Instructions for the task » From the first line to the last, print the data exactly.

Entries shown »
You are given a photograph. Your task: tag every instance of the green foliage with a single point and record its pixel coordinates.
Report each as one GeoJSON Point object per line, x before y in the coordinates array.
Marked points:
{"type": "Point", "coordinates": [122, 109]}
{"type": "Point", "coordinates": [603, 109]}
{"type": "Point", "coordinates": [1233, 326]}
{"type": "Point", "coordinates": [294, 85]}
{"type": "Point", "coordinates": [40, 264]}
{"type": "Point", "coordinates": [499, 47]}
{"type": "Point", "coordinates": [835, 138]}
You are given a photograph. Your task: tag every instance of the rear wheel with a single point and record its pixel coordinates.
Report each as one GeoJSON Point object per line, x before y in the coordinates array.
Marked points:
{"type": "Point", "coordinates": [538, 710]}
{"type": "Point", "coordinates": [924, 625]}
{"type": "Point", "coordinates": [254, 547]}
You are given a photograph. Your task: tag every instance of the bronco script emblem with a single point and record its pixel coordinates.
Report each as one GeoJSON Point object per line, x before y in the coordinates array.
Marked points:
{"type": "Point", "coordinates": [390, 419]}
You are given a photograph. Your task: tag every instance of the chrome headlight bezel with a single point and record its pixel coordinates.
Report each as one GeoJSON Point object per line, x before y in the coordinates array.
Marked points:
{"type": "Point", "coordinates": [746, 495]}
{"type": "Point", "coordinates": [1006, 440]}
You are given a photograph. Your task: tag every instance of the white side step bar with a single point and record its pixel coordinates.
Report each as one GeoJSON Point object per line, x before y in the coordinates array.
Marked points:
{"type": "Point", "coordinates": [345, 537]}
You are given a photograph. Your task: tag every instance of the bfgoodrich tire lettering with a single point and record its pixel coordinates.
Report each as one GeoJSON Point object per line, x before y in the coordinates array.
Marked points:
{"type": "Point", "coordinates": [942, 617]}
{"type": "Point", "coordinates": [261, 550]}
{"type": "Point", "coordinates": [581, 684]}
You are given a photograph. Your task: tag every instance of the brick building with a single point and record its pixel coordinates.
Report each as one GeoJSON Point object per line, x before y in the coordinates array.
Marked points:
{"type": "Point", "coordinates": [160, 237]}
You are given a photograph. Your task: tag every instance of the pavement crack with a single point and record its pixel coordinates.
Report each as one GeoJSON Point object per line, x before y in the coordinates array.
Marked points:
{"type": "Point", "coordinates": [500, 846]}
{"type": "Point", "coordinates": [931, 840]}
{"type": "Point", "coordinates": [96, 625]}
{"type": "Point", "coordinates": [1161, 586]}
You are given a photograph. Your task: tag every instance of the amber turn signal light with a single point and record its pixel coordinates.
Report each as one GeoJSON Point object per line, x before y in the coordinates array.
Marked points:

Output »
You are given a photograph. Your task: tag every instance of the green foliage with a single point and record its pixel coordinates.
Report each as one GeoJSON Point object per line, x before y in the coordinates array.
Marked points:
{"type": "Point", "coordinates": [122, 109]}
{"type": "Point", "coordinates": [603, 109]}
{"type": "Point", "coordinates": [1233, 326]}
{"type": "Point", "coordinates": [294, 85]}
{"type": "Point", "coordinates": [40, 264]}
{"type": "Point", "coordinates": [499, 47]}
{"type": "Point", "coordinates": [835, 138]}
You are given a photograph. Your task: tag every instance of the rear wheel with a single point and record its pixel coordinates.
Report each as one GeoJSON Point object per line, x before y in the coordinates array.
Marked points:
{"type": "Point", "coordinates": [538, 710]}
{"type": "Point", "coordinates": [924, 625]}
{"type": "Point", "coordinates": [254, 547]}
You are given a photograph. Your task: tag every instance of the bronco script emblem with a single point and record its pixel coordinates.
Report each as one GeoJSON Point object per line, x before y in the coordinates array.
Marked points:
{"type": "Point", "coordinates": [390, 419]}
You are given a photograph. Your task: tag every instance of the chrome headlight bezel with a single point and record its pixel coordinates.
Report each as one GeoJSON Point object per line, x before y in the coordinates array.
Marked points:
{"type": "Point", "coordinates": [746, 495]}
{"type": "Point", "coordinates": [1006, 440]}
You are given a photograph. Your task: tag every instance of the white side step bar with a single point and record its pixel coordinates.
Report each as one GeoJSON Point object per line, x before y in the coordinates array.
Marked points:
{"type": "Point", "coordinates": [345, 537]}
You are given a photograph. Your task: tag every instance of the bfgoodrich tire lettering with a single point and record its pixel coordinates.
Report each as one GeoJSON Point object per line, x before y in the coordinates array.
Marked points:
{"type": "Point", "coordinates": [942, 617]}
{"type": "Point", "coordinates": [261, 550]}
{"type": "Point", "coordinates": [581, 684]}
You are given a photograph. Your task: tag every instance of the brick building with a single point and record its pixel coordinates.
Report each as one GeoJSON Point object per line, x before y in the coordinates array.
Marked points:
{"type": "Point", "coordinates": [160, 237]}
You are given a photograph. Your task: tag every instance of the pavement crack with a single point and record its pixel coordinates.
Report each as one GeoJSON Point object per line, x before y in the coordinates array.
Marked points:
{"type": "Point", "coordinates": [500, 846]}
{"type": "Point", "coordinates": [931, 840]}
{"type": "Point", "coordinates": [96, 625]}
{"type": "Point", "coordinates": [1161, 586]}
You are given a photograph. Your task: tag every instance of the amber turn signal light with a single point and record its pixel coordinates.
Report each as one GeoJSON Point object per line, x before y in the coordinates array.
Marked points:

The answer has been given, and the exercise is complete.